Von Fabian Köhler
Alle Jahre wieder erscheint der „Weltverfolgungsindex“. Zeitungen schreiben dann von „100 Millionen verfolgten Christen“ und Politiker zeigen sich entsetzt über das Schicksal der „am stärksten verfolgten Glaubensgruppe“. Dabei handelt es sich bei der meistzitierten Untersuchung zur Christenverfolgung lediglich um eine stümperhafte Studie eines kleinen evangelikalen Vereins.
Zugegeben, man kann den Kommentar-Trolls, die sich unter diesem Beitrag wieder versammeln werden, auch schwerer machen. Relativiert da der Blogger, der sonst immer für Verständnis für die eine Glaubensgruppe wirbt, nicht das Leid der anderen Glaubensgruppe? Sollen hier Christen und Muslime gegeneinander ausgespielt werden? Denkt der, irgendwelche Religiösen hätten die Diskriminierung für sich gepachtet? Opfer-Abo, oder was!?
--
**AUFGABEN:**
a. Gib jede Zeile der Einträge an, in der das Wort „tower“ vorkommt. Groß- und Kleinschreibung zählen dabei.
b. Schreibe den Text über den Weltverfolgungsindex im Anschluss an seinen letzten Satz weiter.
Der Text und die Einträge stammen aus verschiedenen Quellen.

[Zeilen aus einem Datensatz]
--
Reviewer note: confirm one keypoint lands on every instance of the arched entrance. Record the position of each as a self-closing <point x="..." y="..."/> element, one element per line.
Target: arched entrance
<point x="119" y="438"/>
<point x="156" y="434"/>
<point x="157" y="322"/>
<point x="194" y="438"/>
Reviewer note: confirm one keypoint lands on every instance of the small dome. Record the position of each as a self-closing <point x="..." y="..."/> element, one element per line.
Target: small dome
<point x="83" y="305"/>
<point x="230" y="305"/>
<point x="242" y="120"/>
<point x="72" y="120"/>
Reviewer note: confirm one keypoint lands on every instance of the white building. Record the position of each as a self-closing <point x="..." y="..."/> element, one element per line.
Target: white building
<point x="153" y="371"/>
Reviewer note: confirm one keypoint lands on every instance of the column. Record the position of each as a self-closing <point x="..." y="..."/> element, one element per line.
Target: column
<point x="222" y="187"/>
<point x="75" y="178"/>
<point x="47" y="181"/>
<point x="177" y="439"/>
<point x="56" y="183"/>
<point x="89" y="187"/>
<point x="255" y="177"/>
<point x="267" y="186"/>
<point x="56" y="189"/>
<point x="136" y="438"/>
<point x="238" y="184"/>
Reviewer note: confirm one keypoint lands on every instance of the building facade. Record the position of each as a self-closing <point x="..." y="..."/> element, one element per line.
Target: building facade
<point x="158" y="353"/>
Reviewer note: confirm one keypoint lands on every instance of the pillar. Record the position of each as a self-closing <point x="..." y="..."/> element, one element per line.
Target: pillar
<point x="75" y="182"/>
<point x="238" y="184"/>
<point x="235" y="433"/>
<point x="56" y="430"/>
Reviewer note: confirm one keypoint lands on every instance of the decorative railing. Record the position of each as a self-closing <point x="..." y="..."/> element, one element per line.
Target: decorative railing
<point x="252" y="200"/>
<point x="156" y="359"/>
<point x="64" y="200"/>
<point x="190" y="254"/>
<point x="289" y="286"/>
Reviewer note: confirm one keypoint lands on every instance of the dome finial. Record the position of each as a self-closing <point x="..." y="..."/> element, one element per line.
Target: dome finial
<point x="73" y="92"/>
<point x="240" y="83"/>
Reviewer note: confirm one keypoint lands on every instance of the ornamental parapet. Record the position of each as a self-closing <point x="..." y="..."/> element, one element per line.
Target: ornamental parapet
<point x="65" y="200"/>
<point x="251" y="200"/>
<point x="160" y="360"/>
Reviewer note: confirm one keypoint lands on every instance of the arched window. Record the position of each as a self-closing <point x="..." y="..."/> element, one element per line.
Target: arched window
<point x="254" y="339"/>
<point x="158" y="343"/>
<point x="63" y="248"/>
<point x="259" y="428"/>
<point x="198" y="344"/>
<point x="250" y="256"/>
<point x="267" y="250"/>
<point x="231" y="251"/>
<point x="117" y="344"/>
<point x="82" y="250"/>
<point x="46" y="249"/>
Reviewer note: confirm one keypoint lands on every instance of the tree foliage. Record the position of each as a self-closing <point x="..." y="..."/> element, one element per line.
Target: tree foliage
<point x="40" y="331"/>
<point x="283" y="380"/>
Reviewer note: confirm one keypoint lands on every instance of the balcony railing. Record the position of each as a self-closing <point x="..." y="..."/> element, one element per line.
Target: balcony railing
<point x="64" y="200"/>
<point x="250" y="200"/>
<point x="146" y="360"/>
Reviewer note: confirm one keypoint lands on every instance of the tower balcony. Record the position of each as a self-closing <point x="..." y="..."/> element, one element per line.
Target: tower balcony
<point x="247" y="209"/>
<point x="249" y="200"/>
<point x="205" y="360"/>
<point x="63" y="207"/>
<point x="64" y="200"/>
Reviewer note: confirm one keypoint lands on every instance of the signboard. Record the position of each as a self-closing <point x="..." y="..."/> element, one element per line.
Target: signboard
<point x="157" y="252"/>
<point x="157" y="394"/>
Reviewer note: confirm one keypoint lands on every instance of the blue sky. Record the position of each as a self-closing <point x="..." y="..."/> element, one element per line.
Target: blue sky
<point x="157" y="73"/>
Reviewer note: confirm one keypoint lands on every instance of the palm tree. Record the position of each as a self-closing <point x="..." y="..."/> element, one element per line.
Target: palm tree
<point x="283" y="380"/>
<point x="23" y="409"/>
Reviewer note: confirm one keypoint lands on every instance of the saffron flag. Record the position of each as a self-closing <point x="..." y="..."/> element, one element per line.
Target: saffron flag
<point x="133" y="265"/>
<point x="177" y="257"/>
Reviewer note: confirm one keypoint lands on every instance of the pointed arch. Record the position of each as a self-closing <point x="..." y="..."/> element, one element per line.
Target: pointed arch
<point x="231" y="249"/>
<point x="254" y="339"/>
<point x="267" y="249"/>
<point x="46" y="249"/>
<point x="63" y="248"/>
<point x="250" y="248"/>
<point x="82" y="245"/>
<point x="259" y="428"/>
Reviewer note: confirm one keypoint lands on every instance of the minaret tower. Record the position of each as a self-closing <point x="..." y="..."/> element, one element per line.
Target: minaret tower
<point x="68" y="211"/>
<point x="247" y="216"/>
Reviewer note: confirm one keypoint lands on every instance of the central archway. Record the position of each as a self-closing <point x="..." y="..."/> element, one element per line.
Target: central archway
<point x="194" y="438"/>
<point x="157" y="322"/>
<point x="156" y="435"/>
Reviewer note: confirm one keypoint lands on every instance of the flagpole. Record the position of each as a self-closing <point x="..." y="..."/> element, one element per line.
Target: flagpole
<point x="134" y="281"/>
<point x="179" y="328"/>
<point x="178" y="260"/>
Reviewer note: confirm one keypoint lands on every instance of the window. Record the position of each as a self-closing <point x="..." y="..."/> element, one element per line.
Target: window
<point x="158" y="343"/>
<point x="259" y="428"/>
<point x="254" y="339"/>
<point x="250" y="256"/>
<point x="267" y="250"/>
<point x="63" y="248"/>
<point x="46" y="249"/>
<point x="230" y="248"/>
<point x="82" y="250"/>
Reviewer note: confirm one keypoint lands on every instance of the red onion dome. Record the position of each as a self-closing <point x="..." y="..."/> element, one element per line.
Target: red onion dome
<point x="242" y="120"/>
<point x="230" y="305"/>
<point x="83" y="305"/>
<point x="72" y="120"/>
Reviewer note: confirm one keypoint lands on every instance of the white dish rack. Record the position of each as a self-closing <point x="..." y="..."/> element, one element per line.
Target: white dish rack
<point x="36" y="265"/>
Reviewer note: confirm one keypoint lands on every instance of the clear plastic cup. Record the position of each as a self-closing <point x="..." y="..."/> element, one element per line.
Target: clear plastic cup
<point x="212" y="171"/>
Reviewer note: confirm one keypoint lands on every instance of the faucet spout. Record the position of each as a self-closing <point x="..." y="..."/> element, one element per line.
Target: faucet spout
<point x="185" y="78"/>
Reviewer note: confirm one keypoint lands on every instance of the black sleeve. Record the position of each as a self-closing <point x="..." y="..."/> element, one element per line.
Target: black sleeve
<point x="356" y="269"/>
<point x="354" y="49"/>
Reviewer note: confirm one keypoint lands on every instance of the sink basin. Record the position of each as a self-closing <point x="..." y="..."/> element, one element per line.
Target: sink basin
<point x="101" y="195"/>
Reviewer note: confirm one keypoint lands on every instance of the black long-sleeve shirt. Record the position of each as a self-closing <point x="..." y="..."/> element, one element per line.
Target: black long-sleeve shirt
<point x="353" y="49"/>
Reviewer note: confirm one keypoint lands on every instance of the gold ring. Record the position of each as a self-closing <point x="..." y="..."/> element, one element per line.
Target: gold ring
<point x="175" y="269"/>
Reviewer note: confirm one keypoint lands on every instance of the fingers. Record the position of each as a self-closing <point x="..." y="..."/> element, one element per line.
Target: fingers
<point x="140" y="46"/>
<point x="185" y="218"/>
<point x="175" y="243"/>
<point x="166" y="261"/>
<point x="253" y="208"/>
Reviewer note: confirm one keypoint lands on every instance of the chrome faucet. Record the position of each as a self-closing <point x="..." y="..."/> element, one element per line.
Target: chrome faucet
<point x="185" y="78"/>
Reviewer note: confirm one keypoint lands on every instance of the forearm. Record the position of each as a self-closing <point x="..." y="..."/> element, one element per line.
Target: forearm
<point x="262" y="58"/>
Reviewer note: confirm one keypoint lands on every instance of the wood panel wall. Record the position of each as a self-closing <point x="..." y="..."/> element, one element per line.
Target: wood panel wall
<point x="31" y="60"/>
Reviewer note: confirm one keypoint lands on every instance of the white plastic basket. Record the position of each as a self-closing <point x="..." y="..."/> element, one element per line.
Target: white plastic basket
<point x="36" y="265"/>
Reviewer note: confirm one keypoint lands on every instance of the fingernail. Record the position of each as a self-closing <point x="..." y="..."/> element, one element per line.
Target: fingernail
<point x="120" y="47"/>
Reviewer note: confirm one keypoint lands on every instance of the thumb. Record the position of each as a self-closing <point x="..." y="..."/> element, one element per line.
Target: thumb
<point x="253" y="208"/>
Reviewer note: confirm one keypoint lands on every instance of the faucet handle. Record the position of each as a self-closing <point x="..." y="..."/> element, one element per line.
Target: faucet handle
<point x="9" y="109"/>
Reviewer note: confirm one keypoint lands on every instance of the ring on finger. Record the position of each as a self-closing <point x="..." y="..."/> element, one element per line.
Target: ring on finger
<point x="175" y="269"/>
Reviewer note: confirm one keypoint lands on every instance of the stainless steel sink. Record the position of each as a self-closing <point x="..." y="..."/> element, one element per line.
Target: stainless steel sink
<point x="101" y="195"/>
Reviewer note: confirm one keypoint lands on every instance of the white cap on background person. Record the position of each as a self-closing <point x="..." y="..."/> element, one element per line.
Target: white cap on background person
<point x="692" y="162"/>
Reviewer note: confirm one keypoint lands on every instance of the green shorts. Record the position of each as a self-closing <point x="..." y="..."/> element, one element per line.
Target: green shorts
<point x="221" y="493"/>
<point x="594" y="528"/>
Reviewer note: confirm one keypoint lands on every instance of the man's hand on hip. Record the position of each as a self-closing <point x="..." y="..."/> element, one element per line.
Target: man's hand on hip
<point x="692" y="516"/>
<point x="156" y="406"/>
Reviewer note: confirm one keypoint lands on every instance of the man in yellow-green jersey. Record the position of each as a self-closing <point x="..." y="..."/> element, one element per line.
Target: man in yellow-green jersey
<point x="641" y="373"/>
--
**LÖSUNGEN:**
a.
Reviewer note: confirm one keypoint lands on every instance of the tower balcony. Record the position of each as a self-closing <point x="..." y="..."/> element, one element per line.
Target: tower balcony
Reviewer note: confirm one keypoint lands on every instance of the minaret tower. Record the position of each as a self-closing <point x="..." y="..."/> element, one element per line.
Target: minaret tower

b.
Nein. Und genau deshalb ist es wichtig, den Weltverfolgungsindex von Open Doors zu kritisieren.
Open was?
Einmal im Jahr gibt die Organisation Open Doors ihren Weltverfolgungsindex heraus. Die Studie untersucht Diskriminierung und Verfolgung von Christen weltweit. Oder besser: Sie gibt vor, es zu tun. Das Ergebnis ist ein Negativ-Ranking von 50 Staaten und Schlagzeilen wie diese:
Wann auch immer ein Politiker sich über das Schicksal der „am stärksten verfolgten Glaubensgruppe“ entsetzt zeigt oder Medien über „100 Millionen verfolgte Christen“ berichten, berufen sie sich mit großer Wahrscheinlichkeit auf Open Doors und seinen Weltverfolgungsindex.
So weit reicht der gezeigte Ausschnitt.